### Requirements
Scale the part of the records that runs from their first line through the line containing "[(296, 332)]", both included. Reproduce every line in that span, requests too, and multiply each answer coordinate by 2.5, rounding to whole numbers with halves rounded up.

### Task input
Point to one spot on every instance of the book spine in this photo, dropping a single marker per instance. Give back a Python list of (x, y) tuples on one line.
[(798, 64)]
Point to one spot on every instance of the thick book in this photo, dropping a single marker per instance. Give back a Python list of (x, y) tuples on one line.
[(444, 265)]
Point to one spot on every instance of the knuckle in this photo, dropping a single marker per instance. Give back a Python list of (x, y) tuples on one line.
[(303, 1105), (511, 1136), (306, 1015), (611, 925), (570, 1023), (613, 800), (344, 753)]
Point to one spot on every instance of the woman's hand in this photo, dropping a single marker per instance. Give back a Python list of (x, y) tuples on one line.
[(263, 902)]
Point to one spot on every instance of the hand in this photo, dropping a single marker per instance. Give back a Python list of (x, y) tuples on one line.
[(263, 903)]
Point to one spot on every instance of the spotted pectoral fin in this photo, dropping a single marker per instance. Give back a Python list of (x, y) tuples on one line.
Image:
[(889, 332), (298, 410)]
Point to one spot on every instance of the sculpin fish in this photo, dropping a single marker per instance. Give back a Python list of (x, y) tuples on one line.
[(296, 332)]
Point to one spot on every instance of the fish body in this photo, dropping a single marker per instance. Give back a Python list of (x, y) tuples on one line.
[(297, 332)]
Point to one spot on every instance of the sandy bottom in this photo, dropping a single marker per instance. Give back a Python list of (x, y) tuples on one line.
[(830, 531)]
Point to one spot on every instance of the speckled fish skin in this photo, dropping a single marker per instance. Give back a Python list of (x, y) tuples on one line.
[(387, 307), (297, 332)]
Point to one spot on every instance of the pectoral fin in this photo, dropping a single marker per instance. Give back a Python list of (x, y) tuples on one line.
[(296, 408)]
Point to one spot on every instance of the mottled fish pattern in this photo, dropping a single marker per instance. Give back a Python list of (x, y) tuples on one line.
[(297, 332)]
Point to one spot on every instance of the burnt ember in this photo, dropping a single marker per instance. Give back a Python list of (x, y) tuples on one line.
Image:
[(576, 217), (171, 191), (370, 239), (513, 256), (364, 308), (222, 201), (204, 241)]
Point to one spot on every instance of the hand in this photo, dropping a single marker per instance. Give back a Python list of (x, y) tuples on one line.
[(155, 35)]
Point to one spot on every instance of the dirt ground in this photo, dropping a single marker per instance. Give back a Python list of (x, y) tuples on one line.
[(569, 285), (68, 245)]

### Finished answer
Point to one spot on every instance of the book spine in this photo, dropping a single marker per instance. Give back a Python list of (x, y) tuples on one line.
[(1995, 160)]
Point to one spot on every instance of the thick book in this photo, dropping a single marker per instance. Give back a Python list of (x, y) tuples on one line.
[(1110, 663)]
Point to one spot on every instance of the knuckle in this photo, dropping a single marker per instance. Give back a Python list of (x, y) tuples on one line.
[(758, 2763), (1278, 2840), (765, 2538), (1528, 2313), (1425, 2558), (1533, 2000), (860, 1883)]
Point to one spot on every instance of the woman's hand in this photo, dropping a single marker per instance. Give back a Python list of (x, y) tuples on one line.
[(658, 2255)]
Point to one spot on every instance of the hand in this photo, dropping a single marker per instance. Give back a Python list of (x, y) tuples on one line.
[(658, 2258)]
Point to one spot on every instance of the spotted pectoral fin in this photo, dropping a single marker per instance. Give back a Python list of (x, y) tuples on one line.
Image:
[(2223, 830), (745, 1025)]
Point to one spot on every instance of the sculpin fish in this photo, dropping a single marker per instance. Give back a Python list of (x, y) tuples on one line.
[(740, 830)]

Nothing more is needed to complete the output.